What is being asked = Continue the forum thread about the disappointing 04 Maxima from the point where it stops.

Reading text =
::::::

# Disappointed in 04 Maxima



## tpd01 (May 28, 2005)

I have a 04 Maxima and the little things are driving me crazy. You would think that a $32,000 car would have better quality.

The sun roof wouldn't work. The Nissan mechanic said it was a lousy design and he adjusted the "windshield" down so the roof would work. I don't have the wind protection that I had before when the roof was open. Anyone have a better fix?

My stereo CD changer was replaced once due to inoperability. Ever since the CDs skip when the car interior is cold (Cold mornings). After the car warms up it seems to play OK. It is almost like humidity is getting on the laser. Of course Nissan won't do anything about it until I can show them it is skipping. Guess I'll have to wait till next winter. Anyone else experience these problems?


----------



## am3rican (Feb 26, 2005)

tpd01 said:


> I have a 04 Maxima and the little things are driving me crazy. You would think that a $32,000 car would have better quality.
> 
> The sun roof wouldn't work. The Nissan mechanic said it was a lousy design and he adjusted the "windshield" down so the roof would work. I don't have the wind protection that I had before when the roof was open. Anyone have a better fix?

::::::

Provided data =
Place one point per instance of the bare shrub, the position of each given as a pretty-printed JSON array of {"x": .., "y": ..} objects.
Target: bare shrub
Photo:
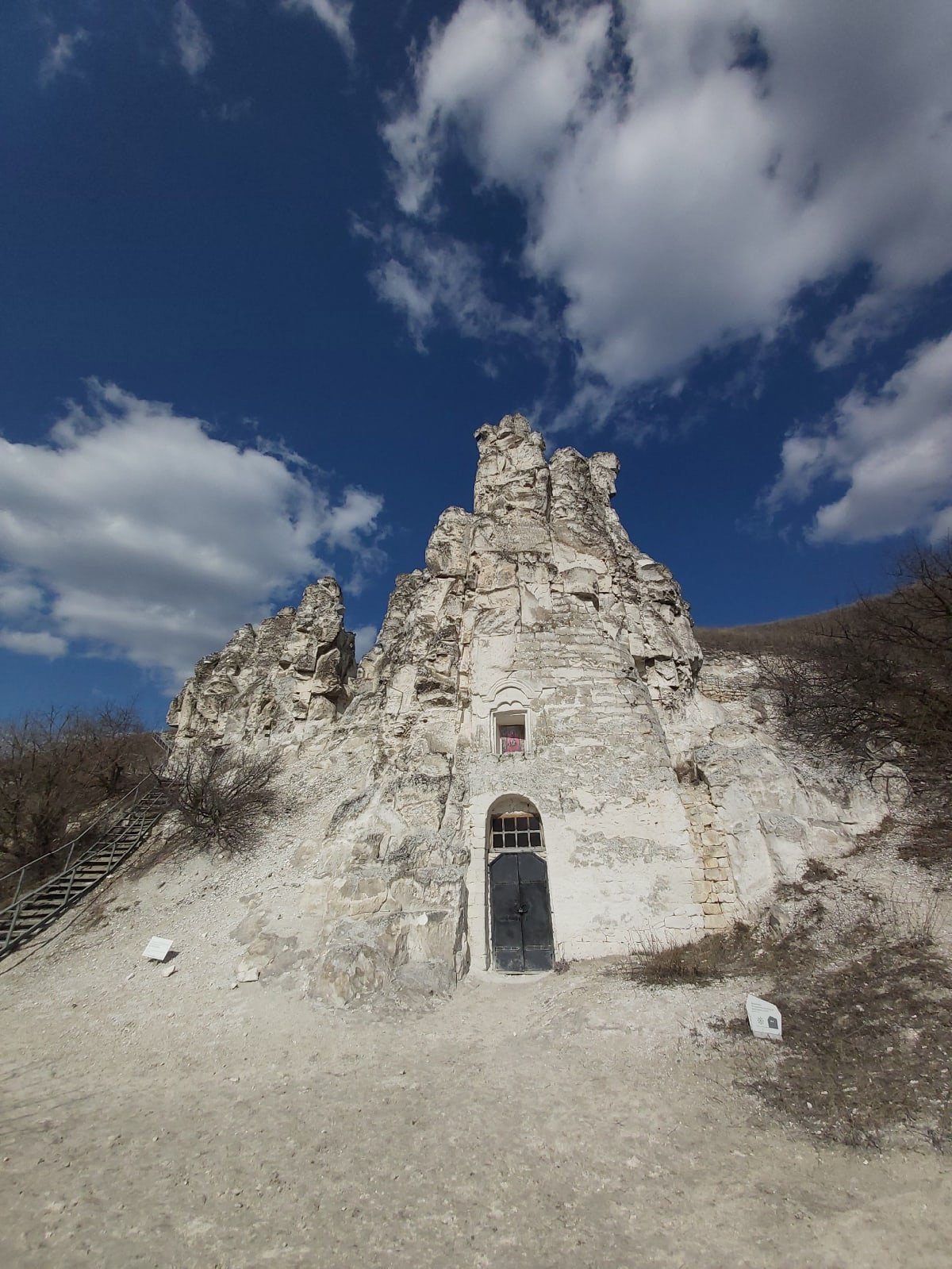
[
  {"x": 220, "y": 794},
  {"x": 56, "y": 768},
  {"x": 818, "y": 871},
  {"x": 867, "y": 1044},
  {"x": 654, "y": 961}
]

::::::

Answer to the exercise =
> 
> My stereo CD changer was replaced once due to inoperability. Ever since the CDs skip when the car interior is cold (Cold mornings). After the car warms up it seems to play OK. It is almost like humidity is getting on the laser. Of course Nissan won't do anything about it until I can show them it is skipping. Guess I'll have to wait till next winter. Anyone else experience these problems?


three words: cost cutting measures.


----------



## am3rican (Feb 26, 2005)

am3rican said:


> three words: cost cutting measures.


Nissan has been plaqued with high costs, so i'm sure the new CEO devised a way to build cars cheaper, which may have affected quality. The new JD Power quality surveys seem to show that build quality is going down. It might also be that you just got a lemon. Also about the stereo, if it is Bose, which I suspect, I am not surprised that it is skipping


----------



## Rice killer (Jun 24, 2005)

I like to come onto other boards and flame Nissan enthusiasts for no apparent reason.

I have also been warned by the moderators that if I do it again, I will be banned.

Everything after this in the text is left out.